* [INSTRUCTIONS FOR THE TASK]:
Reproduce the data in its entirety, exactly as supplied.

-- Start ENTRIES SUPPLIED --

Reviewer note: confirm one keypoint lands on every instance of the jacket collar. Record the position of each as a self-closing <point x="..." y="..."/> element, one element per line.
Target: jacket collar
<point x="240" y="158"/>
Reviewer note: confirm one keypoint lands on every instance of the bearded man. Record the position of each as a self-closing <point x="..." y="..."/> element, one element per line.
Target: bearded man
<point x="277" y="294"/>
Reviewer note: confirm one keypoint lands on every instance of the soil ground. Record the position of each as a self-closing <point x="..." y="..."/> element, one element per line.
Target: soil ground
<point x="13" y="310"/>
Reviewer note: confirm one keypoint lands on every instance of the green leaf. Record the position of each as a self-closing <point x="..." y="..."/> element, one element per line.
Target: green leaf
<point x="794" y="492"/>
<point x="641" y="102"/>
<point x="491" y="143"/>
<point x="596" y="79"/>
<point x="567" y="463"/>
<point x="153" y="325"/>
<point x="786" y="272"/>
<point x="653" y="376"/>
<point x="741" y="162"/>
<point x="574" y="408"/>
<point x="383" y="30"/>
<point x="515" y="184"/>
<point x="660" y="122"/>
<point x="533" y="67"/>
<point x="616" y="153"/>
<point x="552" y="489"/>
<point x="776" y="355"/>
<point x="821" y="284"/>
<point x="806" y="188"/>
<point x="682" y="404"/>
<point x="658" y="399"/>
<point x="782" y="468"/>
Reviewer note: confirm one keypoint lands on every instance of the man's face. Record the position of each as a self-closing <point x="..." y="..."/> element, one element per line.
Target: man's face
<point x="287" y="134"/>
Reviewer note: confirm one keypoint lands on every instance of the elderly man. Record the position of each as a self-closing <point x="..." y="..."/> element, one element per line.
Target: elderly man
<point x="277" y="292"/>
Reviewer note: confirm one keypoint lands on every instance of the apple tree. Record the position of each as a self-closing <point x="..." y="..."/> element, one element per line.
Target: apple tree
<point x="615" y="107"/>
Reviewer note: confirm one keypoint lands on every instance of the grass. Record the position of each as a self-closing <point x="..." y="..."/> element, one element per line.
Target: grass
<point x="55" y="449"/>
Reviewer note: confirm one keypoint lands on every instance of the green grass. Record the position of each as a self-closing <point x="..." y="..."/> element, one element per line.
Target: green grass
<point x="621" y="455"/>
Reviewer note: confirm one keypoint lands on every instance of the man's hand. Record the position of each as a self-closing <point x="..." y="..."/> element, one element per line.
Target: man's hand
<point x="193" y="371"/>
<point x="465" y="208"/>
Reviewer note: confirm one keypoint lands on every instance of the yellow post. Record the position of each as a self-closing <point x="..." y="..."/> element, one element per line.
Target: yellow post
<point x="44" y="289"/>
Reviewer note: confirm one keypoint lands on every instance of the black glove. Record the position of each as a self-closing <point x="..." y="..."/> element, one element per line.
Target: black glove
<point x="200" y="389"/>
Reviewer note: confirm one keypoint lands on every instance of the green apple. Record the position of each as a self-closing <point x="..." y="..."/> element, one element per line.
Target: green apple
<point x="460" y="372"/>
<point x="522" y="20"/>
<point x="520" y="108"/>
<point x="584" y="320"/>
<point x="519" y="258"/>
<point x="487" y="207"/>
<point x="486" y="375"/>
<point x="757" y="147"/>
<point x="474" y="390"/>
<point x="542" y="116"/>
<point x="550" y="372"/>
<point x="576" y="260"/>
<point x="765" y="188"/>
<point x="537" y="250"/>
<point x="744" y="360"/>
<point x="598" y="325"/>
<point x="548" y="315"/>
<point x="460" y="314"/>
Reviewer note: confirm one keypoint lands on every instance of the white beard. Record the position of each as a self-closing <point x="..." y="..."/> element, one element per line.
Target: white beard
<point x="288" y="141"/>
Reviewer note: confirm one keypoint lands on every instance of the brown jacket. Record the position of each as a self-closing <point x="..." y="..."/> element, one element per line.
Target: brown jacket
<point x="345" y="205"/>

-- End ENTRIES SUPPLIED --

* [WRITTEN SOLUTION]:
Reviewer note: confirm one keypoint lands on every instance of the jacket collar. Record the position of each as a self-closing <point x="..." y="..."/> element, one element per line.
Target: jacket collar
<point x="240" y="158"/>
Reviewer note: confirm one keypoint lands on every instance of the bearded man. Record the position of each as a self-closing <point x="..." y="..."/> element, one element per line.
Target: bearded man
<point x="277" y="294"/>
Reviewer note: confirm one keypoint lands on every instance of the soil ground. Record the position of each as a self-closing <point x="..." y="..."/> element, one element per line.
Target: soil ground
<point x="13" y="310"/>
Reviewer note: confirm one keypoint lands on every instance of the green leaf. Record the position of each as a self-closing <point x="..." y="..."/> element, one element per line.
Target: green leaf
<point x="794" y="492"/>
<point x="641" y="102"/>
<point x="491" y="143"/>
<point x="596" y="79"/>
<point x="567" y="463"/>
<point x="153" y="325"/>
<point x="786" y="272"/>
<point x="653" y="376"/>
<point x="741" y="162"/>
<point x="574" y="408"/>
<point x="383" y="30"/>
<point x="515" y="184"/>
<point x="660" y="122"/>
<point x="533" y="67"/>
<point x="616" y="153"/>
<point x="552" y="489"/>
<point x="776" y="355"/>
<point x="821" y="284"/>
<point x="806" y="188"/>
<point x="682" y="404"/>
<point x="658" y="399"/>
<point x="782" y="468"/>
Reviewer note: confirm one keypoint lands on every instance of the man's face. Record the position of each as a self-closing <point x="..." y="..."/> element, one element per line.
Target: man's face
<point x="287" y="134"/>
Reviewer note: confirm one keypoint lands on every instance of the elderly man. Record the position of each as a self-closing <point x="..." y="..."/> element, one element per line.
Target: elderly man
<point x="277" y="292"/>
Reviewer note: confirm one keypoint lands on every instance of the apple tree. Record the position of each as a self-closing <point x="..." y="..."/> element, one element per line.
Target: apple tree
<point x="615" y="107"/>
Reviewer note: confirm one keypoint lands on every instance of the grass. Record the position of each as a self-closing <point x="..." y="..."/> element, one element per line.
Target: grass
<point x="55" y="449"/>
Reviewer note: confirm one keypoint lands on every instance of the green grass. Record the position of each as a self-closing <point x="..." y="..."/> element, one element per line.
Target: green grass
<point x="621" y="455"/>
Reviewer note: confirm one keypoint lands on every instance of the man's hand. Record the position of each as a self-closing <point x="..." y="..."/> element, one element per line.
Target: man's hand
<point x="193" y="371"/>
<point x="465" y="208"/>
Reviewer note: confirm one keypoint lands on every instance of the yellow post. Record the position of each as a self-closing <point x="..." y="..."/> element, one element per line.
Target: yellow post
<point x="44" y="289"/>
Reviewer note: confirm one keypoint lands on every instance of the black glove. Record the position of each as a self-closing <point x="..." y="..."/> element, one element per line.
Target: black glove
<point x="200" y="389"/>
Reviewer note: confirm one keypoint lands on every instance of the green apple. Record the position of each as a self-closing <point x="..." y="..."/> element, one element per line.
Target: green apple
<point x="460" y="372"/>
<point x="522" y="20"/>
<point x="520" y="108"/>
<point x="584" y="320"/>
<point x="519" y="258"/>
<point x="487" y="207"/>
<point x="486" y="375"/>
<point x="757" y="147"/>
<point x="474" y="390"/>
<point x="542" y="116"/>
<point x="550" y="372"/>
<point x="576" y="260"/>
<point x="765" y="188"/>
<point x="537" y="250"/>
<point x="744" y="360"/>
<point x="598" y="325"/>
<point x="548" y="315"/>
<point x="460" y="314"/>
Reviewer note: confirm one keypoint lands on every instance of the white beard. Record the position of each as a self-closing <point x="..." y="..."/> element, one element per line.
Target: white beard
<point x="288" y="141"/>
Reviewer note: confirm one keypoint lands on every instance of the brown jacket. Record the position of each as a self-closing <point x="..." y="..."/> element, one element per line.
Target: brown jacket
<point x="345" y="205"/>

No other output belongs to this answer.